** START **

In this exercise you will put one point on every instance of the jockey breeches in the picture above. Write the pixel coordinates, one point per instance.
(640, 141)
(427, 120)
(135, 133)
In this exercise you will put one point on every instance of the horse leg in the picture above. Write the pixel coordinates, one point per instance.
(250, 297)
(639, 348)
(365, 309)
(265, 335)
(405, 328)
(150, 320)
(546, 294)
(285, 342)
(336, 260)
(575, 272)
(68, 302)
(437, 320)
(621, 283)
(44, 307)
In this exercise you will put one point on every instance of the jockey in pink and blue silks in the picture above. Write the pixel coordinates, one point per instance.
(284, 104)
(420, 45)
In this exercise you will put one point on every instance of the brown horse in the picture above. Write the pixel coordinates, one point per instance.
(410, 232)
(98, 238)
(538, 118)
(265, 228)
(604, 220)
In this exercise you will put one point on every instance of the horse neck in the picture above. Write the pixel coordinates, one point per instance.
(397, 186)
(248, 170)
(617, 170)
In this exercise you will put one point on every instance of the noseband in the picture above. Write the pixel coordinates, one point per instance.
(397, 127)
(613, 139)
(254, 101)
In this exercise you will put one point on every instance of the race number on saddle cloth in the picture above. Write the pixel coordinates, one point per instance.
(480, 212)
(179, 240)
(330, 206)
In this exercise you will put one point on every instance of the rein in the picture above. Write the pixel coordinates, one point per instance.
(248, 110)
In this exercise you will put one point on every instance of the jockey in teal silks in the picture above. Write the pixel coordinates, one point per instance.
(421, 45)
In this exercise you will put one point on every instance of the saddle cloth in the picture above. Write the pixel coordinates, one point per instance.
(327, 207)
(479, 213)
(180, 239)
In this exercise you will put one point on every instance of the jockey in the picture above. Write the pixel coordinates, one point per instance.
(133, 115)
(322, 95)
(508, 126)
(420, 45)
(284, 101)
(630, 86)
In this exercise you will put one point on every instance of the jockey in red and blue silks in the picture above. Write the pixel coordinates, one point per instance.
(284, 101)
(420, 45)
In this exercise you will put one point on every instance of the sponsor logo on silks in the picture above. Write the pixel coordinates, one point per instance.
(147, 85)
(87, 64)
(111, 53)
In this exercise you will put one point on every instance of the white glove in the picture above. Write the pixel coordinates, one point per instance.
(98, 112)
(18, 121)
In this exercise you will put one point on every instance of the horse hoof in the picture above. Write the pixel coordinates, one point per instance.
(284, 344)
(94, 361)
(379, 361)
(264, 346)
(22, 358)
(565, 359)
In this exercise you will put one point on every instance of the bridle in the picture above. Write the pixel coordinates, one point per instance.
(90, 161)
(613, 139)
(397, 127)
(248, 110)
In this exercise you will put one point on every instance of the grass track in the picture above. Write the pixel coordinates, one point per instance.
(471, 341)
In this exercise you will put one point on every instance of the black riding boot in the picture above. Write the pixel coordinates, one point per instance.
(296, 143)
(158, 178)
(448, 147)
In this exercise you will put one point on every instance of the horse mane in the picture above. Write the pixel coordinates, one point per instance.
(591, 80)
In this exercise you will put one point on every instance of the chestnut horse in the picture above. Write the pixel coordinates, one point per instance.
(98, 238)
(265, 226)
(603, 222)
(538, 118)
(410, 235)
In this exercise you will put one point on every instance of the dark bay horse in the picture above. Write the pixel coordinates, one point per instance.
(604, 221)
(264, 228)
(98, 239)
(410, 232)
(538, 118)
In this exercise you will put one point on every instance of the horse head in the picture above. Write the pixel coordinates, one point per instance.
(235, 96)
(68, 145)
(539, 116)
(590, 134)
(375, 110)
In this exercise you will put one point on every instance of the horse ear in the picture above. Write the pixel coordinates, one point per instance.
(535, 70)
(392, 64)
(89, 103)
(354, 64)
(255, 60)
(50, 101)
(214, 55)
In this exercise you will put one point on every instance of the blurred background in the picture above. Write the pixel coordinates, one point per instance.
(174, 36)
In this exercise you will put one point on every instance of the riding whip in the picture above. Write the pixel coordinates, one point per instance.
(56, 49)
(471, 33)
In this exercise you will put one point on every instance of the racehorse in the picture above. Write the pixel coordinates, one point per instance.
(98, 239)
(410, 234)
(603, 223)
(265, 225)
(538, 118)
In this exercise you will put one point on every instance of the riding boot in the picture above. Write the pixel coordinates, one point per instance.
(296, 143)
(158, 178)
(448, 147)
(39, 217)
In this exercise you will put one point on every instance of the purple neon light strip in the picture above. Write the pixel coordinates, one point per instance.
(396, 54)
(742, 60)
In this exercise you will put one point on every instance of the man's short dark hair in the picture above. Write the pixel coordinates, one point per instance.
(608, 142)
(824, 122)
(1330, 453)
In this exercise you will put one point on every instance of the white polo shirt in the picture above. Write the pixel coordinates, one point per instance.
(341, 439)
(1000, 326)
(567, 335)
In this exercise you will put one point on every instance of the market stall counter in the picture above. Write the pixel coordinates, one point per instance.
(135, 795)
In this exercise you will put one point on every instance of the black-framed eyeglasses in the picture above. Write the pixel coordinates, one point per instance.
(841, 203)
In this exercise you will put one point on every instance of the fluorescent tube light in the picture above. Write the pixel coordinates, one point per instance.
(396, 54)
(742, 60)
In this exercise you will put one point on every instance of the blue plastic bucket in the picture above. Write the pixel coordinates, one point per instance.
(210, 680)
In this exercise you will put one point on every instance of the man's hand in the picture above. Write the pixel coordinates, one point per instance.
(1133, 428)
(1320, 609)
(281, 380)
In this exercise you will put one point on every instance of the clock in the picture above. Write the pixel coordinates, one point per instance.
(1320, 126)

** END **

**Directions:** Please repeat the listing above in full and exactly.

**Solved problem:**
In this exercise you will put one point on every instance of the jockey breeches in the picture above. Write the pixel coordinates, one point per instance.
(640, 141)
(427, 120)
(135, 133)
In this exercise you will put one point on every instance of the horse leg in the picture above. Write the pixel coordinates, one point per instance.
(250, 297)
(639, 348)
(365, 309)
(265, 335)
(405, 328)
(150, 320)
(546, 294)
(285, 342)
(336, 260)
(575, 272)
(68, 302)
(437, 320)
(621, 283)
(44, 307)
In this exercise you will put one point on every instance of the jockey in pink and blue silks in the picture above. Write the pixel coordinates, one point per instance.
(284, 104)
(420, 45)
In this exercise you will put one point on every instance of the brown horse in the picture above. Write the pixel coordinates, one point per instance.
(410, 232)
(98, 238)
(538, 118)
(265, 228)
(604, 220)
In this exercise you will put one point on every instance of the horse neck in the picture above. Write the pixel coordinates, one point per instance.
(397, 186)
(248, 170)
(617, 170)
In this exercise you will put one point on every instance of the noseband in the picture above. Write the pixel coordinates, one point per instance.
(397, 127)
(613, 139)
(254, 101)
In this exercise you will put one point on every instance of the race number on saddle cloth in the picture above. Write the pixel coordinates, one point per instance.
(480, 212)
(179, 240)
(330, 206)
In this exercise you will put one point on every instance of the rein in the picture above. Write the pixel coordinates, one point per instance.
(248, 110)
In this exercise you will put one point on every instance of the jockey in teal silks in the picture above. Write the pixel coordinates, one point per instance.
(421, 45)
In this exercise you will put one point on every instance of the saddle cloth in the picture above. Write the pixel coordinates, one point per instance.
(327, 207)
(479, 213)
(180, 239)
In this exercise you will put one point on every instance of the jockey in the picture above. Write the pixel coordinates, one point per instance.
(133, 115)
(322, 95)
(508, 126)
(420, 45)
(284, 101)
(630, 86)
In this exercise you will put one point on every instance of the jockey in red and blue silks in the picture above. Write the pixel coordinates, one point per instance.
(284, 101)
(420, 45)
In this exercise you will put one point on every instance of the sponsor logo on silks in the picture above. Write the pixel coordinates, one point per instance.
(147, 85)
(87, 64)
(111, 53)
In this exercise you will put one point on every instance of the white glove in the picture above. Write the pixel coordinates, one point per instance.
(98, 112)
(18, 121)
In this exercise you will put one point on every instance of the horse hoof in the picture above. Write the pixel coordinates, one point per instance.
(284, 344)
(94, 361)
(379, 361)
(264, 346)
(22, 358)
(565, 359)
In this exercise you will put one point on every instance of the bridle in the picture above. Write the pixel coordinates, one point per instance.
(90, 161)
(613, 139)
(397, 127)
(248, 110)
In this exercise you will put one point on every instance of the grass track in the picture above. Write the pixel coordinates, one point per instance.
(471, 341)
In this exercise you will put one point on every instance of the black riding boot in the picture above. Write the pixel coordinates, one point per instance.
(296, 143)
(158, 178)
(448, 147)
In this exercise you will put one point on every instance of the horse mane in the picture above. Write the pixel coordinates, one point per instance.
(591, 80)
In this exercise you will put one point on every instance of the chestnut horse in the picture above. Write the pixel coordinates, one point per instance.
(98, 238)
(265, 226)
(603, 222)
(538, 118)
(410, 235)
In this exercise you will put one point on every instance of the dark bay horse in the picture above. Write the pixel coordinates, one point per instance.
(604, 221)
(264, 228)
(98, 239)
(410, 232)
(538, 118)
In this exercise you will put one point on every instance of the horse head in the picture above. Write the pixel coordinates, one point per instance.
(235, 96)
(68, 145)
(539, 116)
(590, 134)
(375, 110)
In this exercise you will put one point on every instance of the horse ear in the picture above. Write the pixel coordinates, one point per instance.
(535, 70)
(392, 64)
(89, 103)
(354, 64)
(255, 60)
(50, 101)
(214, 55)
In this exercise you will put one point on every instance of the blurred background in the picture above. Write the pixel coordinates, one point per instance.
(174, 36)
In this exercise you will put one point on every instance of the riding whip in the picture above. Write the pixel coordinates, one point per instance.
(56, 49)
(471, 33)
In this exercise you will put one point on every instance of the racehorse in the picture above. Write the pixel coordinates, one point per instance.
(98, 239)
(410, 234)
(603, 223)
(265, 225)
(538, 118)
In this exercise you will put one point on every instance of the riding boot in the picture above. Write the pixel coordinates, one point per instance.
(296, 143)
(158, 178)
(448, 147)
(39, 217)
In this exercise you will put one point on every instance of the purple neon light strip in the picture above. Write the pixel coordinates, one point per instance.
(396, 54)
(742, 60)
In this exercise you will put one point on every instance of the man's short dark hair in the picture above. Write the pixel coordinates, one point per instance.
(608, 142)
(824, 122)
(1330, 453)
In this exercise you will put one point on every instance of the white polo shirt in the picture above. Write the pixel coordinates, one point per instance.
(341, 439)
(1000, 326)
(567, 335)
In this exercise you will put one point on every instance of the market stall counter in the picture above. Write the pixel coordinates, one point per instance.
(135, 795)
In this exercise you will put one point on every instance of the black-framed eyeglasses in the picture above. Write the pixel coordinates, one point per instance.
(841, 203)
In this exercise you will put one point on every instance of the fluorescent tube light in the picture above. Write the pixel coordinates, one point per instance.
(396, 54)
(742, 60)
In this exercise you will put one point on every instance of the blue plastic bucket in the picture above. Write the pixel coordinates, one point per instance.
(210, 680)
In this exercise you will put one point on every instance of the man's hand in the picture above. Write the pixel coordinates, one point per instance.
(1133, 428)
(1320, 609)
(281, 380)
In this exercise you will put one point on every instance of the clock in the picture above. Write the pixel coordinates, one point per instance.
(1320, 126)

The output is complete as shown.